- Goal of the exercise:
Format the lines from the one containing "A test script needs to locate the industrial" through the last line of the items, inclusive, as a numbered list. Omit any blank lines.

Collection items:
┌──

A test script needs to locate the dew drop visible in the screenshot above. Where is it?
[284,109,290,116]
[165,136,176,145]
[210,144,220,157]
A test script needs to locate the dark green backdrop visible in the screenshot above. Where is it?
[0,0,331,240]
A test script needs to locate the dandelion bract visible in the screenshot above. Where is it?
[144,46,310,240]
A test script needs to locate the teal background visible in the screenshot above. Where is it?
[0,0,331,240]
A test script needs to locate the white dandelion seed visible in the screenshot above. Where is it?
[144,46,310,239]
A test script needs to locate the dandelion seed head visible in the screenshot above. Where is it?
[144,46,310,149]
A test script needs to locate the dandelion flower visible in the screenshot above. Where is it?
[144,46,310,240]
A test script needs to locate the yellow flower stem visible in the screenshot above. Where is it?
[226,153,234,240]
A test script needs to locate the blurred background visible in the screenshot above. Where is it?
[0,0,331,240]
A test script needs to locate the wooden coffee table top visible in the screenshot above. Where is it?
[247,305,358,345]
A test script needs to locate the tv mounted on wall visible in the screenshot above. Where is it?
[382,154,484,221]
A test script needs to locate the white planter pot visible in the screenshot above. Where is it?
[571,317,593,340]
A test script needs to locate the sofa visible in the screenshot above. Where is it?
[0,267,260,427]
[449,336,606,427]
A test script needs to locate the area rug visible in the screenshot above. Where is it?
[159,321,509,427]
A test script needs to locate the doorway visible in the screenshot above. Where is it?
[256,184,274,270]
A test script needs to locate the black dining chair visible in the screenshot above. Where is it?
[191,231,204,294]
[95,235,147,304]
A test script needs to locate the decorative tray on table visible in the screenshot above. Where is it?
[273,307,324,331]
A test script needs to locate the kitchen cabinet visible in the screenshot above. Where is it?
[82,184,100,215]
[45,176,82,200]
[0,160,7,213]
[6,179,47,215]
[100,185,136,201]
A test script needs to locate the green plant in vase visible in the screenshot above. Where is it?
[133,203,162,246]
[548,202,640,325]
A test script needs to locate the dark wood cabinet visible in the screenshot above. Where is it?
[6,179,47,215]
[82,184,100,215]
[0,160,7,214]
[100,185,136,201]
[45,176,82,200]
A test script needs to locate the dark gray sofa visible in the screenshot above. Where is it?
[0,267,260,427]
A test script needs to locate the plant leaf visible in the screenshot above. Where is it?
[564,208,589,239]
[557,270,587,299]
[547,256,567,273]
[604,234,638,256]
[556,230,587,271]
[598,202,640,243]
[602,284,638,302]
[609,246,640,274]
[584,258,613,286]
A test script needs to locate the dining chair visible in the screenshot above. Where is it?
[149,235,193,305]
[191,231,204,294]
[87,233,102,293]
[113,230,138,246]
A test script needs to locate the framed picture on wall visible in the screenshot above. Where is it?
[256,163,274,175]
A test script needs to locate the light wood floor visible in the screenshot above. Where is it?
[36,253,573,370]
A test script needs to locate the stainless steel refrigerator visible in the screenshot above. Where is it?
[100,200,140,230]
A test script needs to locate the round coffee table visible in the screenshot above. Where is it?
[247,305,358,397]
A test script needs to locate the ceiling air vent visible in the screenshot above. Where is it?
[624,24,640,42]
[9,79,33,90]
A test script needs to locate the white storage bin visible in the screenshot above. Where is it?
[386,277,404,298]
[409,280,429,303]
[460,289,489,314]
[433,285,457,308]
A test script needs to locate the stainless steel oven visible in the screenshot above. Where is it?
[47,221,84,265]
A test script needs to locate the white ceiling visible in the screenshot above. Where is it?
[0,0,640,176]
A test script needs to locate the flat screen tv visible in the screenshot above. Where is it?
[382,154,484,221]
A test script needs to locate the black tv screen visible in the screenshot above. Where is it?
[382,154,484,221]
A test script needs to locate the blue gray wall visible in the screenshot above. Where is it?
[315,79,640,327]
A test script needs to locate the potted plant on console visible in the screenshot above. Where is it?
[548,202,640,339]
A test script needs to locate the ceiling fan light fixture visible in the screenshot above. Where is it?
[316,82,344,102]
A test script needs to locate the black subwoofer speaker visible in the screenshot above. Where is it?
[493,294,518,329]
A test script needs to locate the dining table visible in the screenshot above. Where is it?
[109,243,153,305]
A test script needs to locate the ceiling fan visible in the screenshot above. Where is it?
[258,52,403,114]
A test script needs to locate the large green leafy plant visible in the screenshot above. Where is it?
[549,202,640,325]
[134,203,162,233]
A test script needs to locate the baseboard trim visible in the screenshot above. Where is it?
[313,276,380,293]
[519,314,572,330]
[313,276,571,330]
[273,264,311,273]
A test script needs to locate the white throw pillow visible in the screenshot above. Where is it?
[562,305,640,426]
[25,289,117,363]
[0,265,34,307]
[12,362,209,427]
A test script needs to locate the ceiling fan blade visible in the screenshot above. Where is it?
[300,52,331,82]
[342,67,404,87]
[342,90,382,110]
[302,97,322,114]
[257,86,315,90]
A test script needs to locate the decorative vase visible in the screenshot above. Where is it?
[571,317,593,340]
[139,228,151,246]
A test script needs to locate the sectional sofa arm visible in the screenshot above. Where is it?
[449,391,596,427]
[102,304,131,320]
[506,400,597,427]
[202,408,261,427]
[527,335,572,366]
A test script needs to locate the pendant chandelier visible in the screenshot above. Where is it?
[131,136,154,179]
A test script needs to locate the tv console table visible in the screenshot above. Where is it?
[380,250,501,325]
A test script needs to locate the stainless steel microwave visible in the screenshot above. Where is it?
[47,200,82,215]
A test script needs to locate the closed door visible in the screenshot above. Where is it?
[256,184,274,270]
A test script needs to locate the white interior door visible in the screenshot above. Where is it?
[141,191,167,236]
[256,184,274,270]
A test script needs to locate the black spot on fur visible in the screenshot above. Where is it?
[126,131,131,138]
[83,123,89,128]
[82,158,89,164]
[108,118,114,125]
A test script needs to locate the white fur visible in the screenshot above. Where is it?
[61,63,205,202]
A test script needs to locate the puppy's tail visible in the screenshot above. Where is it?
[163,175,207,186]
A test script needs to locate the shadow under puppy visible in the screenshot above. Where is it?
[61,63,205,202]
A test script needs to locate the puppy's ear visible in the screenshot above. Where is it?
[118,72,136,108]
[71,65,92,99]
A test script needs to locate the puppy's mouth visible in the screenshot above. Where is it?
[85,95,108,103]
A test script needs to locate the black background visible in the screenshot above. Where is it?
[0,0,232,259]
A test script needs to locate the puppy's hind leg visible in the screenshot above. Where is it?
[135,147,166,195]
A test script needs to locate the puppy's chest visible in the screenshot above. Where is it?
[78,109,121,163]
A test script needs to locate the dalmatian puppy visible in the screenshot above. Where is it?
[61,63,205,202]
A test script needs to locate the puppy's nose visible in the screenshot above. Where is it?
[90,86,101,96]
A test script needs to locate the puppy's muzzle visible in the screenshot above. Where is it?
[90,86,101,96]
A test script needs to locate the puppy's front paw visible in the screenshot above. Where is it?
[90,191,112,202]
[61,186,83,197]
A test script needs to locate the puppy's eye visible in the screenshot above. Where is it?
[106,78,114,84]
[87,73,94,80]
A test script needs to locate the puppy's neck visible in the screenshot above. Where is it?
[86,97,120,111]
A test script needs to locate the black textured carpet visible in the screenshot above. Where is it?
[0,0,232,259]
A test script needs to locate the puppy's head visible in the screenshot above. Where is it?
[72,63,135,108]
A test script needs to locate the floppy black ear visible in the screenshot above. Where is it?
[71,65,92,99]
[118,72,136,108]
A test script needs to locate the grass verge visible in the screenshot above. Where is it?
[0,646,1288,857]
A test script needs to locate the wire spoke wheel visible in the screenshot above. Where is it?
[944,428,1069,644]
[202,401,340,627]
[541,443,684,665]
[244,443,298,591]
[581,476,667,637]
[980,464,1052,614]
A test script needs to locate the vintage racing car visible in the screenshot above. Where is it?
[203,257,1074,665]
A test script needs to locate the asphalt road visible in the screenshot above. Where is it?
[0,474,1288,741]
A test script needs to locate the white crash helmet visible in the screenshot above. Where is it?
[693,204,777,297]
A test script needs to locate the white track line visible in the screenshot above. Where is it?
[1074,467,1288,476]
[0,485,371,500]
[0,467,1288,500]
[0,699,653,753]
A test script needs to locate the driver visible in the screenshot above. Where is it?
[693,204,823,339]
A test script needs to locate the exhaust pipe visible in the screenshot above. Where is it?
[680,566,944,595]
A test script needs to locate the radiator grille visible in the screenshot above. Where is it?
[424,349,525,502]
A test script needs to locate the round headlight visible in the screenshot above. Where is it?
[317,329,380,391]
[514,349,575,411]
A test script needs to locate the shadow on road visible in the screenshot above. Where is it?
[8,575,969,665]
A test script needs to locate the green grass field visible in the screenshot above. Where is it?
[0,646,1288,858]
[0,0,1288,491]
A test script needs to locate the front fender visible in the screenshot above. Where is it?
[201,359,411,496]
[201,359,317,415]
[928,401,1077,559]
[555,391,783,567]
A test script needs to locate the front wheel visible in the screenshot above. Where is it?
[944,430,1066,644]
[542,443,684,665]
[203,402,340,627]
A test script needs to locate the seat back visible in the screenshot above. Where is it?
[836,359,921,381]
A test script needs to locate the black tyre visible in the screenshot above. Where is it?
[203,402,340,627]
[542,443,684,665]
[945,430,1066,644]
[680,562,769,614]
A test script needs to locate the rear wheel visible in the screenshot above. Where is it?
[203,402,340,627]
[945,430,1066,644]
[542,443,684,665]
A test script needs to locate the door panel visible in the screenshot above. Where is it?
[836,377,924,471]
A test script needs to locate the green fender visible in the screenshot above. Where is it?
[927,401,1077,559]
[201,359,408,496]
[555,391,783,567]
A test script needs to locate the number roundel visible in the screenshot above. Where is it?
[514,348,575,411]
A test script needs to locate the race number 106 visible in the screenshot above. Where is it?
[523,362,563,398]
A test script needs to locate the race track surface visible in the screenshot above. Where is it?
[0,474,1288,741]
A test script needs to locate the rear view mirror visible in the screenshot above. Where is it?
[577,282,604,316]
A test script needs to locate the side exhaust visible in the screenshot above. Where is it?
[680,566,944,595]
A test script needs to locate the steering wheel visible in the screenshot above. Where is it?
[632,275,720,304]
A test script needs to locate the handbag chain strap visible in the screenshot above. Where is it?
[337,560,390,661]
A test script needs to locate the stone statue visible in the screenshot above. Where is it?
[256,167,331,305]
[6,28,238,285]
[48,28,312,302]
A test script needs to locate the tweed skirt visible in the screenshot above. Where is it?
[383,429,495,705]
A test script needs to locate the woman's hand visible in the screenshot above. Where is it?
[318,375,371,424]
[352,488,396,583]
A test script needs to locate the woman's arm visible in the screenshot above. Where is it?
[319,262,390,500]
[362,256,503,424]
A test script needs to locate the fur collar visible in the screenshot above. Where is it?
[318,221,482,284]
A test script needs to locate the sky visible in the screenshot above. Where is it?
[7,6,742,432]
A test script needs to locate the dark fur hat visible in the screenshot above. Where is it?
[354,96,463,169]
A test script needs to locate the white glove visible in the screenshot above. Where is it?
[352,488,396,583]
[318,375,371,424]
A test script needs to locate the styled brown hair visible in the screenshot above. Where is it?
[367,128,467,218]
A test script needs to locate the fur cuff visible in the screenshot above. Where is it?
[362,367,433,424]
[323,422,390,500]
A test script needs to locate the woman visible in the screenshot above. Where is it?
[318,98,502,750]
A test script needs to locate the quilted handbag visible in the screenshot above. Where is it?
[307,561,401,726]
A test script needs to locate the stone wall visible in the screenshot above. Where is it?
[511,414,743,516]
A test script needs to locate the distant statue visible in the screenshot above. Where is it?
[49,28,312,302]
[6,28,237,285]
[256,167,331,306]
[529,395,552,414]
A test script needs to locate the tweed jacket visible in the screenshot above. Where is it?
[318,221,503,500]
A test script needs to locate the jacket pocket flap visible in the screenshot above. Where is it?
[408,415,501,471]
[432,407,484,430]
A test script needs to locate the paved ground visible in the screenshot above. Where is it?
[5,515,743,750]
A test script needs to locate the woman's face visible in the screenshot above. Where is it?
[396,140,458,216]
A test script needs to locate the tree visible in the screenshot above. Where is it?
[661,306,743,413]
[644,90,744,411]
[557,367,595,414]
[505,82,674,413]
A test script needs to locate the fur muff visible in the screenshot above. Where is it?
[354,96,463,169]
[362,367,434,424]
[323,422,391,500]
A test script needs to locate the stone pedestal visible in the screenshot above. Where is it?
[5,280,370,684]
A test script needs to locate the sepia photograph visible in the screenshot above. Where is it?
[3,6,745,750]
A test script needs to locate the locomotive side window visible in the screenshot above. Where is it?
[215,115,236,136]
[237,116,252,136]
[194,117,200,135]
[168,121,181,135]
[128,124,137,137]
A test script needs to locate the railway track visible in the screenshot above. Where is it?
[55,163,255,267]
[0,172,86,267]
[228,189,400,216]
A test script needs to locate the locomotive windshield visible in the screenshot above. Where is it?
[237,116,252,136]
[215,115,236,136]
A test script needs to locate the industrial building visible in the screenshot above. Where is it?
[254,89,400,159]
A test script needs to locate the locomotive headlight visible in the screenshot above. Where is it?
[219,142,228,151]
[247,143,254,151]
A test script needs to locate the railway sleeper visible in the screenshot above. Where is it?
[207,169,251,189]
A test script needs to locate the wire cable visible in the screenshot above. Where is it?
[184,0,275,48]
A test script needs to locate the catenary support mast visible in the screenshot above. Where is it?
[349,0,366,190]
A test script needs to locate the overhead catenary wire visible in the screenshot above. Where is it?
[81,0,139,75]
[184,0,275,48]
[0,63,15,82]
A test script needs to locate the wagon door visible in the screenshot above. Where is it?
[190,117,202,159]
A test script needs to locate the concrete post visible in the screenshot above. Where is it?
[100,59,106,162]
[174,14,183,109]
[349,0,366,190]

└──

- Written solution:
1. A test script needs to locate the industrial building visible in the screenshot above. Where is it?
2. [254,89,400,159]
3. A test script needs to locate the locomotive headlight visible in the screenshot above. Where is it?
4. [219,142,228,151]
5. [247,143,254,151]
6. A test script needs to locate the railway sleeper visible in the screenshot above. Where is it?
7. [207,169,251,189]
8. A test script needs to locate the wire cable visible in the screenshot above. Where is it?
9. [184,0,275,48]
10. A test script needs to locate the catenary support mast visible in the screenshot above. Where is it?
11. [349,0,366,190]
12. A test script needs to locate the overhead catenary wire visible in the screenshot above. Where is it?
13. [81,0,139,75]
14. [184,0,275,48]
15. [0,63,15,82]
16. A test script needs to locate the wagon door visible in the screenshot above. Where is it?
17. [190,117,202,159]
18. A test script needs to locate the concrete post visible in the screenshot above. Where is it?
19. [100,59,106,162]
20. [174,14,183,109]
21. [349,0,366,190]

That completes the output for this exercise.